- [Task requirements]:
a: According to the passage on adjuvant targeted therapy, how many EGFR mutation-positive patients were on the RADIANT trial?
b: Reproduce the passage on adjuvant targeted therapy word for word, starting with "Since they work" and going on through "with adjuvant Tarceva.".

- [Study text]:
━━━━━━━━━━━━━━━━━━━━━━━━━━━━━━
Well, what about for patients who have molecularly defined subgroups of cancer, like EGFR mutation-positive cancer, or ALK-positive cancer? We know that, in the advanced setting, targeted therapies like Tarceva or Gilotrif for EGFR-positive cancer, or crizotinib or Xalkori for ALK-positive lung cancer, are better than chemotherapy in terms of inducing tumor responses, delaying the progression of cancer, and potentially even improving overall survival.
Since they work in the advanced setting, wouldn’t it make sense that they might work better in the adjuvant setting as well? Well, it’s not quite that simple. For one thing, we don’t have any evidence for any type of molecular subgroup, other than EGFR mutation-positive patients, but even in that setting, we really don’t have good evidence that adjuvant therapy improves cure rates after surgery alone. We have a little bit of evidence, so we know that the doctors at Memorial Sloan Kettering Cancer Institute in New York have treated several hundred patients with adjuvant Tarceva after surgery and they’ve reported that the patients have probably a lower than expected recurrence rate compared to what we might expect for that risk of patients, and they’ve suggested that maybe even they’re improving cure rates with adjuvant Tarceva.
Unfortunately, you can’t draw conclusions from a retrospective series and not a prospective trial. There have been at least two prospective trials that have been done, including one phase II trial that treated patients with two years of adjuvant Tarceva after surgery and then a subgroup of patients from a phase III trial called the RADIANT trial — so these were not EGFR mutation-positive patients in the overall trial, but there were 160 mutation-positive patients on the trial who were treated with two years of Tarceva, or two years of a placebo. All of these put together have suggested that adjuvant Tarceva does potentially delay the recurrence of cancers, but once the adjuvant treatment stopped, many patients went on to recur at a later time. None of the trials have suggested that patients lived longer or were cured at a higher rate than patients who were treated with standard treatment, including adjuvant chemotherapy.
━━━━━━━━━━━━━━━━━━━━━━━━━━━━━━
[Source data]
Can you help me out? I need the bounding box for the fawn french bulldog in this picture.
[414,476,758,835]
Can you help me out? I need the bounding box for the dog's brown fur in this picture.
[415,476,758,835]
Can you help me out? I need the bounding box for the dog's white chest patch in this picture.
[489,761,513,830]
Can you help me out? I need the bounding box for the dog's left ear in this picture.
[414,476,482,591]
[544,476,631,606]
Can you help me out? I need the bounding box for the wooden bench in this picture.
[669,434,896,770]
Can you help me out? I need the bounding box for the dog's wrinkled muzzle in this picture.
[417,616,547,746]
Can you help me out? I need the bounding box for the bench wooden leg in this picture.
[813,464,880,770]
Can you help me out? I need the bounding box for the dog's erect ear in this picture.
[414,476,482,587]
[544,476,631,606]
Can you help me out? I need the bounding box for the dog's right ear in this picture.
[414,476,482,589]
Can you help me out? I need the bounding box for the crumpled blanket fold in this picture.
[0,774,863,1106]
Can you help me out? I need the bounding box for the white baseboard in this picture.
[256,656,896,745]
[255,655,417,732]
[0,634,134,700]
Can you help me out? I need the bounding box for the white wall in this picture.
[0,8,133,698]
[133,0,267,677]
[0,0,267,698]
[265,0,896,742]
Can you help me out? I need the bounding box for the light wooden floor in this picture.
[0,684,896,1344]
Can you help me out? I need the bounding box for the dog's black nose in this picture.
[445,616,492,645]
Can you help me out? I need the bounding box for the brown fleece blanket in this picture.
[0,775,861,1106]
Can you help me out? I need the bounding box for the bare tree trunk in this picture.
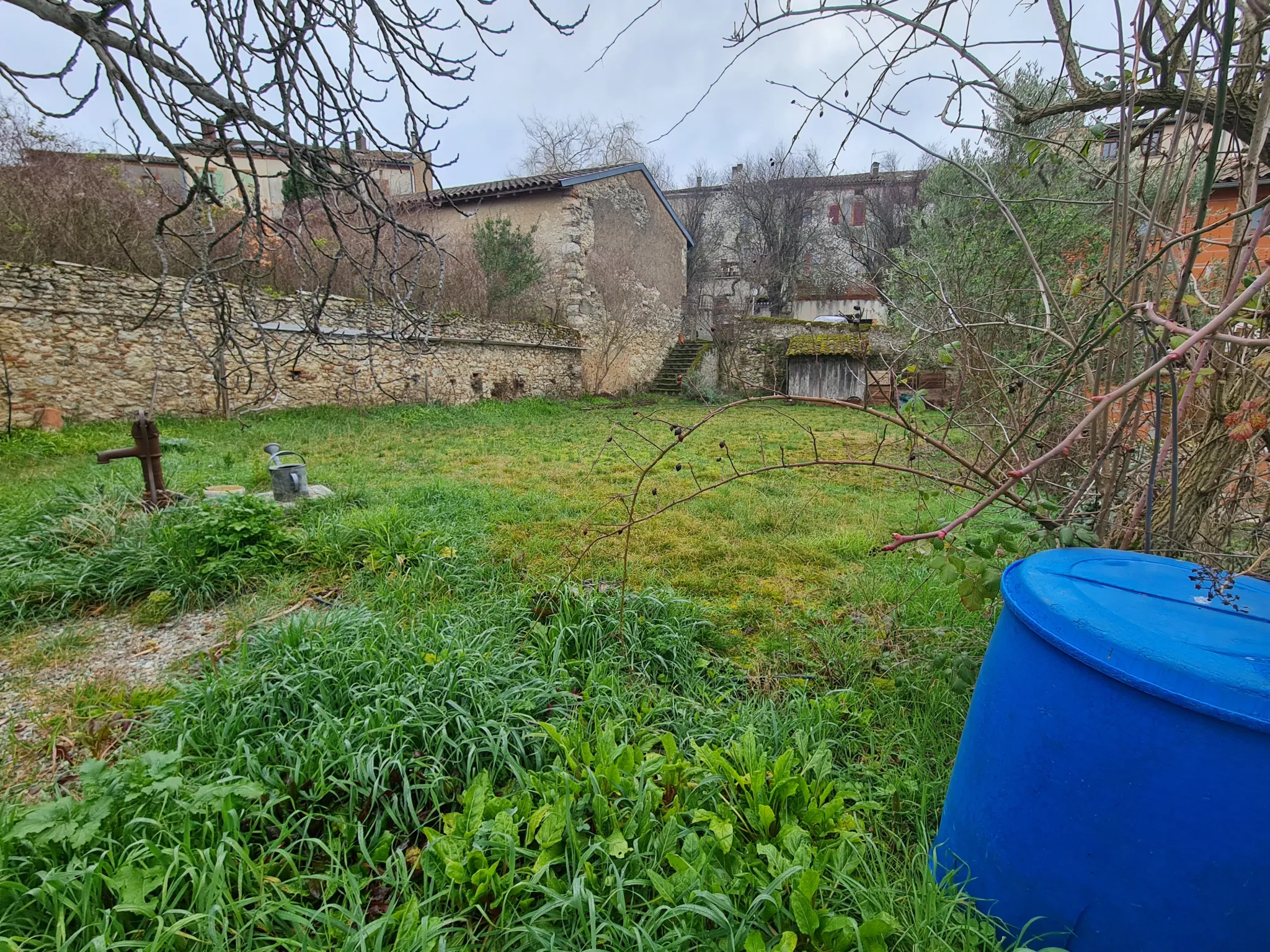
[1156,373,1258,557]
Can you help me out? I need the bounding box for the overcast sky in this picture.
[0,0,1087,184]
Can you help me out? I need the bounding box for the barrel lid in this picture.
[1001,549,1270,733]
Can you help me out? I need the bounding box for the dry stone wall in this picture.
[0,263,582,426]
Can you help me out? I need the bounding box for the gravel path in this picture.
[0,610,223,739]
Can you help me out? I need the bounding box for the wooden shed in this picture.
[785,333,869,401]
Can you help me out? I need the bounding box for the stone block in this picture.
[30,406,66,433]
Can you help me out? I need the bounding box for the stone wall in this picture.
[0,263,582,426]
[409,171,687,394]
[715,311,909,394]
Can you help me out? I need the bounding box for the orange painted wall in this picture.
[1179,184,1270,281]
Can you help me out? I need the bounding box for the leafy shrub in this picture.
[416,725,894,952]
[473,218,544,309]
[173,496,295,561]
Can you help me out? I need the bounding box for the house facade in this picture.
[667,162,926,399]
[400,162,692,394]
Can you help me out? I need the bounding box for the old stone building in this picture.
[400,162,692,394]
[667,162,926,392]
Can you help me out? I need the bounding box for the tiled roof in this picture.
[665,169,927,195]
[409,162,693,247]
[786,334,869,361]
[433,164,634,203]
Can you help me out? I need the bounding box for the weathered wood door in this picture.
[785,354,865,400]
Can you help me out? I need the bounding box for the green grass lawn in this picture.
[0,400,1031,952]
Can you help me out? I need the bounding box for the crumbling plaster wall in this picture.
[571,173,687,392]
[0,264,582,426]
[413,171,687,392]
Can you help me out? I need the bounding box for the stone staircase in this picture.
[649,340,710,394]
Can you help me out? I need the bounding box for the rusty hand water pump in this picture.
[97,410,177,509]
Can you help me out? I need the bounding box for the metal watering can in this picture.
[264,443,309,503]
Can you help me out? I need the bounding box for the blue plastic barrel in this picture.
[932,549,1270,952]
━━━━━━━━━━━━━━━━━━━━━━━━━━━━━━
- [Answers]:
a: 160

b:
Since they work in the advanced setting, wouldn’t it make sense that they might work better in the adjuvant setting as well? Well, it’s not quite that simple. For one thing, we don’t have any evidence for any type of molecular subgroup, other than EGFR mutation-positive patients, but even in that setting, we really don’t have good evidence that adjuvant therapy improves cure rates after surgery alone. We have a little bit of evidence, so we know that the doctors at Memorial Sloan Kettering Cancer Institute in New York have treated several hundred patients with adjuvant Tarceva after surgery and they’ve reported that the patients have probably a lower than expected recurrence rate compared to what we might expect for that risk of patients, and they’ve suggested that maybe even they’re improving cure rates with adjuvant Tarceva.